>> START Records provided
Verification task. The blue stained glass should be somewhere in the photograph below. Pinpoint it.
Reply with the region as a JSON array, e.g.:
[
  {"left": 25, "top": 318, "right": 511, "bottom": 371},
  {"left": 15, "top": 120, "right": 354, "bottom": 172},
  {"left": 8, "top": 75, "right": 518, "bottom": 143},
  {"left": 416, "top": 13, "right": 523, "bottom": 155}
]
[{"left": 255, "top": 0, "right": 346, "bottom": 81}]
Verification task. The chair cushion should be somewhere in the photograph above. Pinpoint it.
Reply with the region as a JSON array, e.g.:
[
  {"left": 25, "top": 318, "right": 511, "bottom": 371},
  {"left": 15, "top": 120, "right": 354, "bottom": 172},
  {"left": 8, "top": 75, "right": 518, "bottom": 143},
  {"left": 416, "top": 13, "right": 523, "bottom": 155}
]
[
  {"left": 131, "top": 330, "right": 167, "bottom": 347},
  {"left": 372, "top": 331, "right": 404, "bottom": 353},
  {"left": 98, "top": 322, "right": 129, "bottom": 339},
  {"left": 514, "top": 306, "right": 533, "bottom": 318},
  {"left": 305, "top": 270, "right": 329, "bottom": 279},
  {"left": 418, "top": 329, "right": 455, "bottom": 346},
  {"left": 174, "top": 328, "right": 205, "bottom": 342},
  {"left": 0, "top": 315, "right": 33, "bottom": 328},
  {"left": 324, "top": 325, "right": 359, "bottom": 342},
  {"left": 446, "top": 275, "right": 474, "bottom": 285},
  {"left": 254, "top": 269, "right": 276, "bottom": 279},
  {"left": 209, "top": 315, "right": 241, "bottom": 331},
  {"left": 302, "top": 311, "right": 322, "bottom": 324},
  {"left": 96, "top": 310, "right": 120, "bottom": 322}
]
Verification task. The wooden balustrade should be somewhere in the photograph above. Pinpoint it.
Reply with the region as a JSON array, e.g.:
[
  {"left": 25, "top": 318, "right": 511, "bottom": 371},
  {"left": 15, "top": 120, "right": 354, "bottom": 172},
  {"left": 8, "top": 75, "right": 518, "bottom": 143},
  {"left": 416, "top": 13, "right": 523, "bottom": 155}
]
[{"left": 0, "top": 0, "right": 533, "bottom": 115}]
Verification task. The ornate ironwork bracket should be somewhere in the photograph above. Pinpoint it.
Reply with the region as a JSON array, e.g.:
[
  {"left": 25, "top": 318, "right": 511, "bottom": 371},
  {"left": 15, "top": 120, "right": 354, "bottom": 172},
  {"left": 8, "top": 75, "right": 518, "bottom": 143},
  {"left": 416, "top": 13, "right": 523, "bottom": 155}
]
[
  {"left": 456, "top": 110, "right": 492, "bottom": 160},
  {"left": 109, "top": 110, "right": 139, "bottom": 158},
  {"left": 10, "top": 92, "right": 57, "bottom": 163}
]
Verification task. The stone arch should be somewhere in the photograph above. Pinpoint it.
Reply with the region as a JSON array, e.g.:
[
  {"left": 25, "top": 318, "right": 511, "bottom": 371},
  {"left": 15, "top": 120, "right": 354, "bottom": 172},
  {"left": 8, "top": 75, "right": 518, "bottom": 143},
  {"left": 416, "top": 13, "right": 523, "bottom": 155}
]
>> END Records provided
*Problem details*. Rewrite the entries from the line with "Verification task. The ornate" through the end of the entries, replacing "photograph" with "image" and keeping everything else unchanged. Return only those lines.

*Full output*.
Verification task. The ornate ironwork bracket should be somewhere in the image above. Pinpoint it.
Reply with the region as a JSON array, e.g.:
[
  {"left": 25, "top": 318, "right": 511, "bottom": 371},
  {"left": 15, "top": 120, "right": 354, "bottom": 172},
  {"left": 8, "top": 75, "right": 518, "bottom": 143},
  {"left": 416, "top": 13, "right": 523, "bottom": 155}
]
[
  {"left": 456, "top": 110, "right": 492, "bottom": 160},
  {"left": 109, "top": 110, "right": 139, "bottom": 158},
  {"left": 10, "top": 92, "right": 57, "bottom": 163}
]
Verification task. The stone arch should be somewhere in the image above. Pinpoint it.
Reply with the region as a JSON array, e.g.:
[
  {"left": 25, "top": 318, "right": 511, "bottom": 371},
  {"left": 15, "top": 120, "right": 354, "bottom": 172},
  {"left": 8, "top": 75, "right": 518, "bottom": 143},
  {"left": 416, "top": 13, "right": 523, "bottom": 155}
]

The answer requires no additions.